— start EXTRACT —

Walla! Communications Ltd. () is an Israeli internet company headquartered in Tel Aviv and is fully owned by The Jerusalem Post. Until 2020, it was fully owned by Bezeq. Walla!'s web portal provides news, search (powered by Google Search) and e-mail, among other things. It is also one of the first Israeli internet portals, and is considered one of the most popular web sites in the country. , Alexa rankings put it in the top 9 sites by traffic originating in Israel. Its online news outlet Walla! News is one of the major Israeli news websites.

The outlet has been accused of biased media reporting in favour of former Prime Minister Benjamin Netanyahu. Employees of the company have been summoned as witnesses in Case 4000, one of the corruption trials involving Netanyahu.

History
The portal was founded by Erez Pilosof and Gadi Hadar in 1995 as Israel's first online website directory, and soon afterward acquired by "Mashov Computers Marketing", a member of The Mashov Group headed by Yaki Dunietz and David Assia. In 1998, the company, traded on the Tel Aviv Stock Exchange, changed its name to "Walla! Communications Ltd". In the same year, the company was acquired by Formula Systems, headed by Dan Goldstein, and in 2001 it merged with IOL, a similar site run by the Haaretz Group.

Services
Most news stories that appear in Walla! came from the Haaretz Group, news agencies and other content providers. However, during the year 2006, Walla! started building an independent news and editorial staff, which produces original news stories and special features. In addition, Walla! produces original content in various fields such as sports, cinema, music, fashion and food. The website offers many programs and services, a search engine, E-mail, online shops, chats, and video on demand.

— end EXTRACT —
— start PROVIDED MATERIAL —

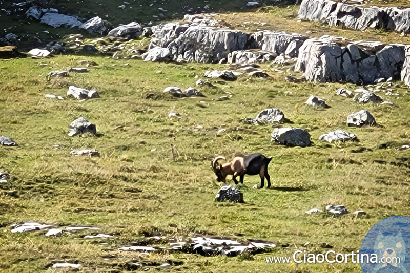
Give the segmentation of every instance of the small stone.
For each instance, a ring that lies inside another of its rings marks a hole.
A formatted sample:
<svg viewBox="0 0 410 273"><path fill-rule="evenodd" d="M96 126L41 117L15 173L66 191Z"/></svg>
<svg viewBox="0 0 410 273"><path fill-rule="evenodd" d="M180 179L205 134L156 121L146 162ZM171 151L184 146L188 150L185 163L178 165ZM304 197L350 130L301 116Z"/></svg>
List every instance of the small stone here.
<svg viewBox="0 0 410 273"><path fill-rule="evenodd" d="M350 127L362 127L364 125L376 126L377 123L368 111L361 110L347 117L347 124Z"/></svg>
<svg viewBox="0 0 410 273"><path fill-rule="evenodd" d="M240 191L232 186L221 187L215 197L215 201L223 202L230 201L235 203L243 203L243 196Z"/></svg>
<svg viewBox="0 0 410 273"><path fill-rule="evenodd" d="M286 146L306 147L311 143L310 134L300 128L275 128L271 136L271 141L274 140Z"/></svg>
<svg viewBox="0 0 410 273"><path fill-rule="evenodd" d="M53 77L68 77L68 72L66 70L61 71L51 71L48 74Z"/></svg>
<svg viewBox="0 0 410 273"><path fill-rule="evenodd" d="M354 134L351 134L342 130L337 130L322 135L319 138L319 140L324 140L329 143L332 143L333 141L338 140L342 142L344 142L346 140L352 141L358 141L358 139L357 139L357 138Z"/></svg>
<svg viewBox="0 0 410 273"><path fill-rule="evenodd" d="M326 102L322 99L315 97L313 95L309 97L305 103L312 106L318 106L319 107L326 107Z"/></svg>
<svg viewBox="0 0 410 273"><path fill-rule="evenodd" d="M356 216L357 217L362 217L365 215L367 215L367 213L364 211L356 211L356 212L353 213L353 215L354 216Z"/></svg>
<svg viewBox="0 0 410 273"><path fill-rule="evenodd" d="M74 156L98 156L99 153L95 150L73 150L70 154Z"/></svg>
<svg viewBox="0 0 410 273"><path fill-rule="evenodd" d="M308 214L312 214L314 213L320 213L322 212L323 212L323 211L321 209L319 209L318 208L312 208L312 209L306 212L306 213Z"/></svg>
<svg viewBox="0 0 410 273"><path fill-rule="evenodd" d="M352 92L352 91L350 91L347 89L345 89L344 88L339 88L336 91L336 95L343 96L343 97L346 97L346 98L353 97L353 93Z"/></svg>
<svg viewBox="0 0 410 273"><path fill-rule="evenodd" d="M10 138L4 136L0 136L0 145L3 146L18 146L18 145L14 141Z"/></svg>
<svg viewBox="0 0 410 273"><path fill-rule="evenodd" d="M97 134L95 125L82 117L71 122L69 129L70 131L68 135L69 136L74 136L86 133L90 133L93 135Z"/></svg>
<svg viewBox="0 0 410 273"><path fill-rule="evenodd" d="M10 174L0 173L0 183L7 183L10 179Z"/></svg>
<svg viewBox="0 0 410 273"><path fill-rule="evenodd" d="M348 213L348 211L347 209L346 208L346 207L342 205L329 205L326 207L326 210L337 216L340 216Z"/></svg>
<svg viewBox="0 0 410 273"><path fill-rule="evenodd" d="M47 232L45 236L59 237L61 236L61 235L63 234L63 229L60 229L59 228L51 228Z"/></svg>
<svg viewBox="0 0 410 273"><path fill-rule="evenodd" d="M88 69L82 67L72 67L68 70L69 72L88 73Z"/></svg>
<svg viewBox="0 0 410 273"><path fill-rule="evenodd" d="M163 90L163 93L169 93L174 97L177 98L183 98L185 97L185 94L182 93L182 91L179 87L170 86L167 87Z"/></svg>

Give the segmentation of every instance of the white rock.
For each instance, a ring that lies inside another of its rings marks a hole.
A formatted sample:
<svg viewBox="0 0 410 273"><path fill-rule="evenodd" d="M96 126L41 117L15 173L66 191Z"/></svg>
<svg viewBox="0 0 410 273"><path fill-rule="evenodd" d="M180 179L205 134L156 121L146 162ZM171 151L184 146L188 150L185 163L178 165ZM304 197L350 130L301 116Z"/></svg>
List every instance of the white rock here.
<svg viewBox="0 0 410 273"><path fill-rule="evenodd" d="M46 24L54 28L64 27L66 28L80 27L83 23L75 17L49 12L46 13L41 18L40 23Z"/></svg>
<svg viewBox="0 0 410 273"><path fill-rule="evenodd" d="M63 229L59 228L51 228L46 234L46 236L54 236L59 237L63 234Z"/></svg>
<svg viewBox="0 0 410 273"><path fill-rule="evenodd" d="M70 154L75 156L98 156L99 153L95 150L73 150L70 152Z"/></svg>
<svg viewBox="0 0 410 273"><path fill-rule="evenodd" d="M81 265L79 264L69 263L57 263L53 265L52 267L53 268L79 268Z"/></svg>
<svg viewBox="0 0 410 273"><path fill-rule="evenodd" d="M39 49L38 48L35 48L27 52L27 54L30 56L44 57L49 56L51 54L51 53L47 49Z"/></svg>
<svg viewBox="0 0 410 273"><path fill-rule="evenodd" d="M305 102L306 104L312 106L318 106L320 107L326 107L326 102L322 99L315 97L312 95Z"/></svg>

— end PROVIDED MATERIAL —

Pick up the article on the Israeli internet company Walla! after its last sentence and write the next part.

Controversy over ties to Netanyahu family
In December 2020, Bezeq owner Shaul Elovitch, his son and former Bezeq director Or Elovitch; former secretary Linor Yochelman, the former CEO of Yes, Bezeq's satellite TV subsidiary, Ron Eilon and former Yes CFO Mickey Naiman were indicted on charges of fraud, breach of trust, receiving illicit gifts and violations of the Securities Law. A substantial portion of the charges also concerned Walla! 's alleged favoritism towards Israeli Prime Minister Benjamin Netanyahu. Former Bezeq CEO Stella Handler wasn't indicted after agreeing to cooperate with prosecutors. On April 5, 2021, former Walla! CEO Ilan Yeshua testified that Shaul Elovitch ordered him to not report negative stories about Netanyahu. Yashua also testified that Shaul ordered him to also attack Netanyahu's political rivals and post stories favorable about the Israeli Prime Minister as well. On April 12, 2021, Yeshua told the Jerusalem District Court that Netanyahu was the "big guy" who persuaded Walla! to publish only parts of an interview he conducted with journalist Dov Gilhar a week before the March 2021 Israeli election, and that "any negative item led to outburst" from the Israeli Prime Minister. Yeshua also revealed a February 2015 text message which Shaul Elovitch sent to him in February 2015. In the text message, Elovitch stated that he had a problematic meeting with Netanyahu, whom he referred to as "the big one".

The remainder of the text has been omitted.